§ **The input**
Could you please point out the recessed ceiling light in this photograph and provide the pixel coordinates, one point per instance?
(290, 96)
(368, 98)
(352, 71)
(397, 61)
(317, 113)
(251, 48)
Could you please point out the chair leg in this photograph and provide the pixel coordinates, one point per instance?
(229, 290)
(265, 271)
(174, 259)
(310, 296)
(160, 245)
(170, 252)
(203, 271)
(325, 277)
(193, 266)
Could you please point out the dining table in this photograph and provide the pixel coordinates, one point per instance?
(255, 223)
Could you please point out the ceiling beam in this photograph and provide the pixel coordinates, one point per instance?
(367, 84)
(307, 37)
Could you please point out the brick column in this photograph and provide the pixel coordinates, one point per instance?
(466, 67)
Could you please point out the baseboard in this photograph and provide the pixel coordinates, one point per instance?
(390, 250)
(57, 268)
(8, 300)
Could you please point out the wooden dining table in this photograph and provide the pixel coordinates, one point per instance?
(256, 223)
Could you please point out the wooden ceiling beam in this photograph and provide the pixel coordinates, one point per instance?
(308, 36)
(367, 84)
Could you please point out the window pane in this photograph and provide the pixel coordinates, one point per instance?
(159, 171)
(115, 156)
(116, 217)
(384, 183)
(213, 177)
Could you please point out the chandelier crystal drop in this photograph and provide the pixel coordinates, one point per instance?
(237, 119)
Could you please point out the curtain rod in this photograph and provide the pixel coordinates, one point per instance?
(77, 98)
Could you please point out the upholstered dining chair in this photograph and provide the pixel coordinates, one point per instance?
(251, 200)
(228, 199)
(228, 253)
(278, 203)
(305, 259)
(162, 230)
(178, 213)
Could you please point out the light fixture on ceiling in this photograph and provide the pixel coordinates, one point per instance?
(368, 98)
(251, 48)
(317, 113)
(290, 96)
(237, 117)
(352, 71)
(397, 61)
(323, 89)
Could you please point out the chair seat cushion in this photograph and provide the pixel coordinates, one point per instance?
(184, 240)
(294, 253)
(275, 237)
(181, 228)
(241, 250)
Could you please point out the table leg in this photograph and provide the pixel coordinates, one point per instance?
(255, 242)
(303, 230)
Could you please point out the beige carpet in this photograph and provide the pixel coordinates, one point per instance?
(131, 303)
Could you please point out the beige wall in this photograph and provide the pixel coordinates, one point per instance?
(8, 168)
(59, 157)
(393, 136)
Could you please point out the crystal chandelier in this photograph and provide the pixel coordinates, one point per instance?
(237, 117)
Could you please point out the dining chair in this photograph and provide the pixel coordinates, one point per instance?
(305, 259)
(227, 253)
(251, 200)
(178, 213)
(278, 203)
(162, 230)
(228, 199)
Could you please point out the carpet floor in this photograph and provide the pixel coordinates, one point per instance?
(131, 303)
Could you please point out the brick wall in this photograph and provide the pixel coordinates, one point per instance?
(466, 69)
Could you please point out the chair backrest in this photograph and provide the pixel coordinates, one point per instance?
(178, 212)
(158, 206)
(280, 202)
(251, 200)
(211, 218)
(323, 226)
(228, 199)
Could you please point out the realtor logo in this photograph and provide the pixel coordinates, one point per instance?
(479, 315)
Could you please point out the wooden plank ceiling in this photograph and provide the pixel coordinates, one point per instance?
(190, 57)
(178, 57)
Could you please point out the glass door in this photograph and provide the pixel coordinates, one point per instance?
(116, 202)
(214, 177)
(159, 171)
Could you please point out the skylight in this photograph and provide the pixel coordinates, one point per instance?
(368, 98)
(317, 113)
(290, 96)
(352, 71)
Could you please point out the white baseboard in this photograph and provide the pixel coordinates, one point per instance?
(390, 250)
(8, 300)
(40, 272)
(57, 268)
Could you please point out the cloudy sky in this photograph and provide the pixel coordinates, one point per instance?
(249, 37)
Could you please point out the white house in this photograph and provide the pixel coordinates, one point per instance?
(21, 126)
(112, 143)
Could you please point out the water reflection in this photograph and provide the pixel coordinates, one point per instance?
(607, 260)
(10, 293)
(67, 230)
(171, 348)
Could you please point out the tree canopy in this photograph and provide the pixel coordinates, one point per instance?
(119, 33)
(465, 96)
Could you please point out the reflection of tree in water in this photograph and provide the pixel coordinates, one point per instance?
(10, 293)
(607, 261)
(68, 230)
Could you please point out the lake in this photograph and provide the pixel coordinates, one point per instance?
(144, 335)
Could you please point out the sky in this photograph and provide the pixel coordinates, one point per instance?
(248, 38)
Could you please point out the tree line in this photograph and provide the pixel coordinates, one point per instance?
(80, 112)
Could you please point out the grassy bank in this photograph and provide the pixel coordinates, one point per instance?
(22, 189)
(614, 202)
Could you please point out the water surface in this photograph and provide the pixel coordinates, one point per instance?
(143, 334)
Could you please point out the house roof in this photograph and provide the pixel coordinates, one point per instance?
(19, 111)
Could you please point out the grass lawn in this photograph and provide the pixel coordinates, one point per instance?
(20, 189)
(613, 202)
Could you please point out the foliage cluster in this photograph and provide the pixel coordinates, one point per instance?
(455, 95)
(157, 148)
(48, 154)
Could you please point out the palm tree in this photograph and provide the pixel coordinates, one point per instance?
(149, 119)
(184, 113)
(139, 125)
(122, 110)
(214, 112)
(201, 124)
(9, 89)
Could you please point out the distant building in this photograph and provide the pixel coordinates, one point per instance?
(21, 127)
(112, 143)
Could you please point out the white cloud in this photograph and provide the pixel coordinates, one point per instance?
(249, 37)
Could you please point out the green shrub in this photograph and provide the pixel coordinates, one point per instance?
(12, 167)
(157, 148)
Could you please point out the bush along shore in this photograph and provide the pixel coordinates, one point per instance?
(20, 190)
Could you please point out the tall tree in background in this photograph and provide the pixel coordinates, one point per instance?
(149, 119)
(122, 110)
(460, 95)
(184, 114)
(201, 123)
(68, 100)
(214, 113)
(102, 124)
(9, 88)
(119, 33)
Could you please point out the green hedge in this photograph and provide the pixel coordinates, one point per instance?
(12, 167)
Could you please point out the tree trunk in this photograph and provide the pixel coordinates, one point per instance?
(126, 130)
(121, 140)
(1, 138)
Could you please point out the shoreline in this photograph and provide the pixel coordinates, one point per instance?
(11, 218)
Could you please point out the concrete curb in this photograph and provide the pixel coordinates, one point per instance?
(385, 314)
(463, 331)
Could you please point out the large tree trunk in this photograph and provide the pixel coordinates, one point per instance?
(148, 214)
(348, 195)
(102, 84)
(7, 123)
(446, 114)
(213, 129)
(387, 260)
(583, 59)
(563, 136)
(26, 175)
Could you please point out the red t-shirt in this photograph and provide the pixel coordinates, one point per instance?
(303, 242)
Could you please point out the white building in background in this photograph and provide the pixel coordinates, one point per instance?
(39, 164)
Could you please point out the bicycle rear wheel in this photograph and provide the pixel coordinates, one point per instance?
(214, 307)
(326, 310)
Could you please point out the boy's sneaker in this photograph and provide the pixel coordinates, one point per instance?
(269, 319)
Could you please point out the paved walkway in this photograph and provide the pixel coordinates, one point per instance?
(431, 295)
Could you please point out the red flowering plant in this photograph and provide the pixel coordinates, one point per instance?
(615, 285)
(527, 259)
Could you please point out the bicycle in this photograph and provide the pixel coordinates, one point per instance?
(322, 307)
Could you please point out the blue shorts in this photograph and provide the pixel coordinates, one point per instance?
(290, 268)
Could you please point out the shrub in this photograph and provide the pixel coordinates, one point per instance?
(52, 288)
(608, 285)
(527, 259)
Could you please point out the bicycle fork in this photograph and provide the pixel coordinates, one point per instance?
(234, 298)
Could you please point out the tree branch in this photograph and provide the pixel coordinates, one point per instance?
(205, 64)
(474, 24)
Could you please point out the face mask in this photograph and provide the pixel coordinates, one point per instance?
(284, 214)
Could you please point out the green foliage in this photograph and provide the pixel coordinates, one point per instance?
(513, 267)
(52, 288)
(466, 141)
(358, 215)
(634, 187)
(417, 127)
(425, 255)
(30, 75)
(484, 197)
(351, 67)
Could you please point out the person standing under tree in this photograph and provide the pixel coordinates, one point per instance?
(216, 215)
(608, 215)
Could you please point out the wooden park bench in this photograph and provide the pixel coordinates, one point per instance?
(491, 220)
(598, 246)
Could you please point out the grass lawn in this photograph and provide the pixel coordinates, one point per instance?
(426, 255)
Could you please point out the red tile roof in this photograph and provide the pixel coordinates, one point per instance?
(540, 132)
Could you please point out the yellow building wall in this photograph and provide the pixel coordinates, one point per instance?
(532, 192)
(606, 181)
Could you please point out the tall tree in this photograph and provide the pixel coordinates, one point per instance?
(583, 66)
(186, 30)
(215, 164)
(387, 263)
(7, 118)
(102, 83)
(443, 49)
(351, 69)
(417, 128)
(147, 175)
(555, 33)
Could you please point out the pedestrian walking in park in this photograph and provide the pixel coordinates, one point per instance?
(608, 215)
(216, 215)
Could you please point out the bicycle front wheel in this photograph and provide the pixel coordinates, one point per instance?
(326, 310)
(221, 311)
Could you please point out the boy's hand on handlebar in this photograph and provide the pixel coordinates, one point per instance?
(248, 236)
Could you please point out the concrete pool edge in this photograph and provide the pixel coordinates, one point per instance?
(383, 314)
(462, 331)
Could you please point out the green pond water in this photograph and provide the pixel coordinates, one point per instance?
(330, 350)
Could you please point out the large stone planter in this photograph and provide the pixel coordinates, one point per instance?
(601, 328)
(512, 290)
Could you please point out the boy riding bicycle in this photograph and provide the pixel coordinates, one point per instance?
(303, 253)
--
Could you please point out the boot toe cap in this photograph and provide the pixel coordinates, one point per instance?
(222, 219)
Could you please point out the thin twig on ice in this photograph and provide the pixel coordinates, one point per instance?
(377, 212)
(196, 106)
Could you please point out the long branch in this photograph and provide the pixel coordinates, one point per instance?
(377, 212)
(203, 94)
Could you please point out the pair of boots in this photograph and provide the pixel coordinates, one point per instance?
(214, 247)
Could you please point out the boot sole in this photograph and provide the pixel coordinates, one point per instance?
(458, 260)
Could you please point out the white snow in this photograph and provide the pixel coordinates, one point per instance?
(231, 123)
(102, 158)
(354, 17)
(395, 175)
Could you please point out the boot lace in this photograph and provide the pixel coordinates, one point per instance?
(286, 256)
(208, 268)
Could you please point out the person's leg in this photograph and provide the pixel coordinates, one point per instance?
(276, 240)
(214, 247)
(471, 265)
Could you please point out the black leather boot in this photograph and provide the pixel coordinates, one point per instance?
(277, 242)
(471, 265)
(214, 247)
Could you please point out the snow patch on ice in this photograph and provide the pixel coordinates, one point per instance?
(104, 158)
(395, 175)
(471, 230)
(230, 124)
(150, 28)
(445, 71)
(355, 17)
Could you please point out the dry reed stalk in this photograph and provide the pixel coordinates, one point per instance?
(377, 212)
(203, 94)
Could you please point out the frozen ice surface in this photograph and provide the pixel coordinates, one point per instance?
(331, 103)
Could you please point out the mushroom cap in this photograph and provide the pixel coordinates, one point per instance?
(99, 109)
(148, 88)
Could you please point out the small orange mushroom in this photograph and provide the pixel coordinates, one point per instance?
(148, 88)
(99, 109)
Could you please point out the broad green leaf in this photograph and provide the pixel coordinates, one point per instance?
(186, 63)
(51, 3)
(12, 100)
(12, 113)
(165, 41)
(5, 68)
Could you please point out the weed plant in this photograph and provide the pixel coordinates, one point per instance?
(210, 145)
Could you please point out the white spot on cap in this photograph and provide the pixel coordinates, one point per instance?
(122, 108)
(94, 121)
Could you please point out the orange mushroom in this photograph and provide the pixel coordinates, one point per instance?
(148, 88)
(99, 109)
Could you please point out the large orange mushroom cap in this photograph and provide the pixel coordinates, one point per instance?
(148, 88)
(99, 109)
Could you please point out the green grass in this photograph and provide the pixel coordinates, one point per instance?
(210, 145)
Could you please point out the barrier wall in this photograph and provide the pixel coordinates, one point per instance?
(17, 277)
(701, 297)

§ **The task**
List each line from the records above that contains the string "snow", reproducing every such line in full.

§ **Expected output**
Could you please point out the white snow in this photograph and provide the pixel coordinates, one point per instance?
Could you please point out the snow patch on ice in this photograph and provide the pixel coordinates, one point per instance?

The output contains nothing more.